Extract every line of the records below that contains the string "railing", matching case exactly.

> **Material for the task**:
....................

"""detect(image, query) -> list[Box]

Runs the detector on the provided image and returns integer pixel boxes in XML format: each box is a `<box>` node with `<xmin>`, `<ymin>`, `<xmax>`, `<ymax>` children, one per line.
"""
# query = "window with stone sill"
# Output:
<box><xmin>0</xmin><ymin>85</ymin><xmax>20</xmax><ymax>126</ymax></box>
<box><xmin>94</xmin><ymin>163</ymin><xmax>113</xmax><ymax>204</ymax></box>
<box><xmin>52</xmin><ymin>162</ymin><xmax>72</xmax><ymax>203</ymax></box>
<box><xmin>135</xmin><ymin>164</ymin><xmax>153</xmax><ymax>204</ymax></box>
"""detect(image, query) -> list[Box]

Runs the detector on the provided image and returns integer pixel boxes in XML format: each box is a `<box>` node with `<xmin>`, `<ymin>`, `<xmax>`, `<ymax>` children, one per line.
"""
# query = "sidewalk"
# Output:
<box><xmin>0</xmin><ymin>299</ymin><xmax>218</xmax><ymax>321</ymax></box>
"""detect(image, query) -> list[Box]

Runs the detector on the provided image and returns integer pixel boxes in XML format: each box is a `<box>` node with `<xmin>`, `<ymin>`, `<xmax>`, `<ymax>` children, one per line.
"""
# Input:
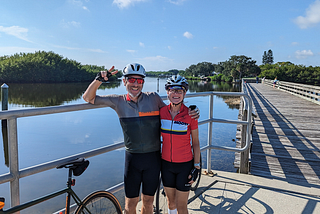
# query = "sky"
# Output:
<box><xmin>0</xmin><ymin>0</ymin><xmax>320</xmax><ymax>71</ymax></box>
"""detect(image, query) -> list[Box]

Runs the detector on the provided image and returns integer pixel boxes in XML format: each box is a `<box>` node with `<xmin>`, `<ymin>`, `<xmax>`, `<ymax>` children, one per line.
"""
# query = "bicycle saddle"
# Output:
<box><xmin>56</xmin><ymin>158</ymin><xmax>89</xmax><ymax>176</ymax></box>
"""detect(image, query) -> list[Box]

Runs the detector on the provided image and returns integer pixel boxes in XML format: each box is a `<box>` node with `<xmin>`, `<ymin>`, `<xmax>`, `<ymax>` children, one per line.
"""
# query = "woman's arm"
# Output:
<box><xmin>191</xmin><ymin>129</ymin><xmax>200</xmax><ymax>169</ymax></box>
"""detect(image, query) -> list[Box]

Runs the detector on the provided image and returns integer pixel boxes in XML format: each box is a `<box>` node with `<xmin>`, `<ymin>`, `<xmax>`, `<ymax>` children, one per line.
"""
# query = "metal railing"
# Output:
<box><xmin>264</xmin><ymin>79</ymin><xmax>320</xmax><ymax>105</ymax></box>
<box><xmin>0</xmin><ymin>83</ymin><xmax>252</xmax><ymax>207</ymax></box>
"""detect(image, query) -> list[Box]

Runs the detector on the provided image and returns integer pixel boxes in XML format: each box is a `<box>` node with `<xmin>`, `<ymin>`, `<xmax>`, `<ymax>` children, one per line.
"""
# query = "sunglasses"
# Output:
<box><xmin>127</xmin><ymin>77</ymin><xmax>144</xmax><ymax>84</ymax></box>
<box><xmin>169</xmin><ymin>89</ymin><xmax>184</xmax><ymax>94</ymax></box>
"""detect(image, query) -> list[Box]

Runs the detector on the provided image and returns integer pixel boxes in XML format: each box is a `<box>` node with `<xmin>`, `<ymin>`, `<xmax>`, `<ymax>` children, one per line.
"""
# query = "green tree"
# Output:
<box><xmin>262</xmin><ymin>51</ymin><xmax>268</xmax><ymax>65</ymax></box>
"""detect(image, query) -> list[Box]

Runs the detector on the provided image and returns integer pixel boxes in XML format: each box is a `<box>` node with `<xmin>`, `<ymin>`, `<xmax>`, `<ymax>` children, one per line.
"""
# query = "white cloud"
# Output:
<box><xmin>0</xmin><ymin>26</ymin><xmax>31</xmax><ymax>42</ymax></box>
<box><xmin>143</xmin><ymin>56</ymin><xmax>169</xmax><ymax>62</ymax></box>
<box><xmin>183</xmin><ymin>31</ymin><xmax>193</xmax><ymax>39</ymax></box>
<box><xmin>113</xmin><ymin>0</ymin><xmax>147</xmax><ymax>9</ymax></box>
<box><xmin>127</xmin><ymin>50</ymin><xmax>137</xmax><ymax>53</ymax></box>
<box><xmin>295</xmin><ymin>50</ymin><xmax>314</xmax><ymax>59</ymax></box>
<box><xmin>71</xmin><ymin>0</ymin><xmax>89</xmax><ymax>11</ymax></box>
<box><xmin>294</xmin><ymin>0</ymin><xmax>320</xmax><ymax>29</ymax></box>
<box><xmin>60</xmin><ymin>19</ymin><xmax>81</xmax><ymax>28</ymax></box>
<box><xmin>87</xmin><ymin>49</ymin><xmax>105</xmax><ymax>53</ymax></box>
<box><xmin>168</xmin><ymin>0</ymin><xmax>186</xmax><ymax>5</ymax></box>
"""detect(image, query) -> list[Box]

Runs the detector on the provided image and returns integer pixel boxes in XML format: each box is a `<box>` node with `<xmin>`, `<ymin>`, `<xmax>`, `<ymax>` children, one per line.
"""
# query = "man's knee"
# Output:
<box><xmin>125</xmin><ymin>197</ymin><xmax>139</xmax><ymax>214</ymax></box>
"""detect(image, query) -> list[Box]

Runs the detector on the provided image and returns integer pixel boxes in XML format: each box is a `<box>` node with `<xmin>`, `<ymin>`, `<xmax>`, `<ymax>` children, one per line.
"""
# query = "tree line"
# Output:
<box><xmin>0</xmin><ymin>51</ymin><xmax>122</xmax><ymax>83</ymax></box>
<box><xmin>0</xmin><ymin>50</ymin><xmax>320</xmax><ymax>85</ymax></box>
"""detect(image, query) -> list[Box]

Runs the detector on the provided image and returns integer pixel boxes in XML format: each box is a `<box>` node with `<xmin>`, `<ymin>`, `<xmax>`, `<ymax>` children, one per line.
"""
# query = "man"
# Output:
<box><xmin>83</xmin><ymin>63</ymin><xmax>199</xmax><ymax>214</ymax></box>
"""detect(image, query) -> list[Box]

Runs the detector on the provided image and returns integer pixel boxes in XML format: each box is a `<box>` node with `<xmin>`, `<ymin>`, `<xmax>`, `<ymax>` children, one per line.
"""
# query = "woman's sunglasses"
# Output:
<box><xmin>127</xmin><ymin>77</ymin><xmax>144</xmax><ymax>84</ymax></box>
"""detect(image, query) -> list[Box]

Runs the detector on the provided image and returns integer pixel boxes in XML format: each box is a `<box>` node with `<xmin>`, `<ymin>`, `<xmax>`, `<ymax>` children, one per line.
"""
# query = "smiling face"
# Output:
<box><xmin>167</xmin><ymin>87</ymin><xmax>186</xmax><ymax>104</ymax></box>
<box><xmin>122</xmin><ymin>75</ymin><xmax>144</xmax><ymax>101</ymax></box>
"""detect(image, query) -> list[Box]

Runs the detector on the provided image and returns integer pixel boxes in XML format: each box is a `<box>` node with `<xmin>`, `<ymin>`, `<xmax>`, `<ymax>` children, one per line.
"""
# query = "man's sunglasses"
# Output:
<box><xmin>127</xmin><ymin>77</ymin><xmax>144</xmax><ymax>84</ymax></box>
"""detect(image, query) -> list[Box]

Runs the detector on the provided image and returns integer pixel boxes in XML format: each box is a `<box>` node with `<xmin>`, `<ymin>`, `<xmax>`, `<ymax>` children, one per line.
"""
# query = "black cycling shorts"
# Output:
<box><xmin>124</xmin><ymin>151</ymin><xmax>161</xmax><ymax>198</ymax></box>
<box><xmin>161</xmin><ymin>159</ymin><xmax>193</xmax><ymax>192</ymax></box>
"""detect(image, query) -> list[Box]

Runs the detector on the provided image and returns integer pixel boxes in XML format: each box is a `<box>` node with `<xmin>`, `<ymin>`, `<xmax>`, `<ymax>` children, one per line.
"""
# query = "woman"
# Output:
<box><xmin>160</xmin><ymin>75</ymin><xmax>200</xmax><ymax>214</ymax></box>
<box><xmin>273</xmin><ymin>77</ymin><xmax>278</xmax><ymax>88</ymax></box>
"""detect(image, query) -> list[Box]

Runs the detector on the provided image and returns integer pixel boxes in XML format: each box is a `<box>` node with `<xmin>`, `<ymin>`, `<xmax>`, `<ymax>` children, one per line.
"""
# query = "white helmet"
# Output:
<box><xmin>123</xmin><ymin>63</ymin><xmax>146</xmax><ymax>78</ymax></box>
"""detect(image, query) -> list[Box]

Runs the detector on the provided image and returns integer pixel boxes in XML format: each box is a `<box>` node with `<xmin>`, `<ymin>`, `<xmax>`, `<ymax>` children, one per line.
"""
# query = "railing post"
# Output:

....................

> **Result**:
# query = "metal railing"
# query = "railing post"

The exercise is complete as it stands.